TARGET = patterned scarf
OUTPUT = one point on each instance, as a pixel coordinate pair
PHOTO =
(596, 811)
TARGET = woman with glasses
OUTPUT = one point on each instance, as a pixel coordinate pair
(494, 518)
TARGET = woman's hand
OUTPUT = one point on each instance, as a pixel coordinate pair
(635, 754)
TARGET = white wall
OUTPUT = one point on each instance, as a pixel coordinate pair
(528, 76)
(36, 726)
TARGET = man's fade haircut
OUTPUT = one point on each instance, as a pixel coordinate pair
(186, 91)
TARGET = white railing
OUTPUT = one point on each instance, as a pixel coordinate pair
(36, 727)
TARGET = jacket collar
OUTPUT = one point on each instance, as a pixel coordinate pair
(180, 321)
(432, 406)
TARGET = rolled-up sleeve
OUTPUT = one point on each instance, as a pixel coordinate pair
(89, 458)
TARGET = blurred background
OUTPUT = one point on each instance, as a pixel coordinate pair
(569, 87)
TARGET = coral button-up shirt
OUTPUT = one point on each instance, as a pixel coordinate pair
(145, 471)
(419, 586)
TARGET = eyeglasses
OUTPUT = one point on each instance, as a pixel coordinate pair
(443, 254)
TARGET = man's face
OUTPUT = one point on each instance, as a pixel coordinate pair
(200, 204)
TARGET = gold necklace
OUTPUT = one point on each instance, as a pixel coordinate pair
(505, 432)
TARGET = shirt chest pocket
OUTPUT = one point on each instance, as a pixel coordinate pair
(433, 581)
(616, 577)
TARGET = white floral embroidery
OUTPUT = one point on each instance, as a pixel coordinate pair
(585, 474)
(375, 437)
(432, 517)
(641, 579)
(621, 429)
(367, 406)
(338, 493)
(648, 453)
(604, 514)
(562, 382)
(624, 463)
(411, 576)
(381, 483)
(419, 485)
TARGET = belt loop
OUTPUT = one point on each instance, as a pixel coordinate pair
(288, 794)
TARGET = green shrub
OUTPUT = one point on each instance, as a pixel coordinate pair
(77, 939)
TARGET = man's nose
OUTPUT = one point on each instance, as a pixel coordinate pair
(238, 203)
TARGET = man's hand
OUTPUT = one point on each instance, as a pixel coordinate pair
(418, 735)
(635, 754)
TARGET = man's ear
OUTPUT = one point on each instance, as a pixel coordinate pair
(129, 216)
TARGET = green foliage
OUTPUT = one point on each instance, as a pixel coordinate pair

#####

● EXERCISE GOAL:
When the word "white" shows up in a line of the entries, pull that line out.

● RESPONSE TO THE EXERCISE:
TARGET = white wall
TARGET = white railing
TARGET = white floral embroidery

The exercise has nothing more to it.